Tasks to carry out:
- a) Please copy the stretch of the post about genocide from "Never again will" through "prevent future genocides?" word for word.
- b) Pick up the post about genocide after its final sentence and write what comes next.

Source document:

- - -

Monday, February 21, 2011

Never Again and Again and Again

Never again will Germans kill Jews in Europe in the 1940s.

In the the February 1, 2011 issue of Policy Review, David Rieff looks at The Persistence of Genocide, “Never Again,” again and again and asks an unaskable question. Is it even possible to prevent future genocides?


. . Bluntly put, an undeniable gulf exists between the frequency with which the phrase [never again] is used — above all on days of remembrance most commonly marking the Shoah, but now, increasingly, other great crimes against humanity — and the reality, which is that 65 years after the liberation of the Nazi concentration camps, “never again” has proved to be nothing more than a promise on which no state has ever been willing to deliver. When, last May, the writer Elie Wiesel, himself a former prisoner in Buchenwald, accompanied President Barack Obama and Chancellor Angela Merkel to the site of the camp, he said that he had always imagined that he would return some day and tell his father’s ghost that the world had learned from the Holocaust and that it had become a “sacred duty” for people everywhere to prevent it from recurring. But, Wiesel continued, had the world actually learned anything, “there would be no Cambodia, and no Rwanda and no Darfur and no Bosnia.”

Wiesel was right: The world has learned very little. But this has not stopped it from pontificating much. The Obama administration’s National Security Strategy Paper, issued in May 2010, exemplifies this tendency. It asserts confidently that “The United States is committed to working with our allies, and to strengthening our own internal capabilities, in order to ensure that the United States and the international community are proactively engaged in a strategic effort to prevent mass atrocities and genocide.” And yet again, we are treated to the promise, “never again.” “In the event that prevention fails,” the report states, “the United States will work both multilaterally and bilaterally to mobilize diplomatic, humanitarian, financial, and — in certain instances — military means to prevent and respond to genocide and mass atrocities.”

- - -

Location annotation dataset excerpts
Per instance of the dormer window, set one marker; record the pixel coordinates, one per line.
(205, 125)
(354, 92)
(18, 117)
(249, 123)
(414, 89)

- - -

Results in order:
- a)
Never again will Germans kill Jews in Europe in the 1940s.

In the the February 1, 2011 issue of Policy Review, David Rieff looks at The Persistence of Genocide, “Never Again,” again and again and asks an unaskable question. Is it even possible to prevent future genocides?

- b)
Of course, this is not strategy, but a promise that, decade in and decade out, has proved to be empty. For if one were to evaluate these commitments by the results they have produced so far, one would have to say that all this “proactive engagement” and “diplomatic, financial, and humanitarian mobilization” has not accomplished very much. No one should be surprised by this. The U.S. is fighting two wars and still coping (though it has fallen from the headlines) with the floods in Pakistan, whose effects will be felt for many years in a country where America’s security interests and humanitarian relief efforts are inseparable. At the same time, the crisis over Iran’s imminent acquisition of nuclear weapons capability is approaching its culmination. Add to this the fact that the American economy is in shambles, and you do not exactly have a recipe for engagement. The stark fact is that “never again” has never been a political priority for either the United States or the so-called international community . . . . Nor, despite all the bluff talk about moral imperatives backed by international resolve, is there any evidence that it is becoming one.


Read the entire article

HT: Arts and Letters Daily


Analysis.

There is trend to call for handling International Law problems with what can be described as a 911 mentality (phone number - not date.)

If there is a problem in a town some one calls the 911 and a policeman is sent, if he can’t handle it he calls for support, if the support can’t handle it perhaps a SWAT team or whatever. AFTER it is over the courts sort it out. The decisions to deploy the first policeman and the reinforcements based on nominal information.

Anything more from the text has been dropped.